(Items from a dataset)
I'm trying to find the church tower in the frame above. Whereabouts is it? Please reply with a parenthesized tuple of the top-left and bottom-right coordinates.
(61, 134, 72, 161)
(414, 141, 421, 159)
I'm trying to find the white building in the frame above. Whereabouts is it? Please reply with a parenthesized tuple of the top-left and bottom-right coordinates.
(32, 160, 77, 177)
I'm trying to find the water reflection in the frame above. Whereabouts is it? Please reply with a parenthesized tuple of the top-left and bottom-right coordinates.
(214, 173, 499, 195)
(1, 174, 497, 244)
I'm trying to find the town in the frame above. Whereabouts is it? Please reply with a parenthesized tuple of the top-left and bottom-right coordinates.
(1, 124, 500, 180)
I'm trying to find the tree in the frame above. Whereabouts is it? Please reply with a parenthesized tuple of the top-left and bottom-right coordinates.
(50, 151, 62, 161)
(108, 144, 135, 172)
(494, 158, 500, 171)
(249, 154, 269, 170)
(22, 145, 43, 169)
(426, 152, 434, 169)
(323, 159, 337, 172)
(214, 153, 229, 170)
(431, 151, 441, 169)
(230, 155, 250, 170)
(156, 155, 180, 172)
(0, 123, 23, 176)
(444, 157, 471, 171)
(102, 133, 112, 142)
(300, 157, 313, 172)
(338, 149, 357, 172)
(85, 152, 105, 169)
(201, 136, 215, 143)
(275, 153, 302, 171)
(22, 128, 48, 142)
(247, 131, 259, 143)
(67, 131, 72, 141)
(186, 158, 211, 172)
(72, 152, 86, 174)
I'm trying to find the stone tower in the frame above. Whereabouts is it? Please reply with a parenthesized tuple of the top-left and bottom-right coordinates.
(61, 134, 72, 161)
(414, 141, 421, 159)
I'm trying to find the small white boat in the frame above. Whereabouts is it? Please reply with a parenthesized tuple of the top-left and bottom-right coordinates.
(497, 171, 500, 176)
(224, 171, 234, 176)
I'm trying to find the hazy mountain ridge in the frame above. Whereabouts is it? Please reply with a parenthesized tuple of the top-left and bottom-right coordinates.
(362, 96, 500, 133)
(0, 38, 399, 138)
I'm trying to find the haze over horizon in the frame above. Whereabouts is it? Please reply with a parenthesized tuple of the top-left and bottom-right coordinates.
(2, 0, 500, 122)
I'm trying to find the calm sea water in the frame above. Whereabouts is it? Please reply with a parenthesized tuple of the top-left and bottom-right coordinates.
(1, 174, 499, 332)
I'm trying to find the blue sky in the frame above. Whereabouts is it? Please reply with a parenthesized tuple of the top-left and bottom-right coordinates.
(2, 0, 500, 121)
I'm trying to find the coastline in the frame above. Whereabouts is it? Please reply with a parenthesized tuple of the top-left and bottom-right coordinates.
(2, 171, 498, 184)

* _Problem_
From the line containing "I'm trying to find the blue" through the last line of the entries above, print every line exactly, including both ends, and nothing else.

* _Written answer_
I'm trying to find the blue sky in the frame above. Whereabouts is it? Please reply with a parenthesized tuple of the top-left and bottom-right coordinates.
(2, 0, 500, 121)
I'm trying to find the coastline in the frame above. Whereabouts is it? Please reply with a parenthesized tuple of the top-left and bottom-right coordinates.
(2, 171, 498, 184)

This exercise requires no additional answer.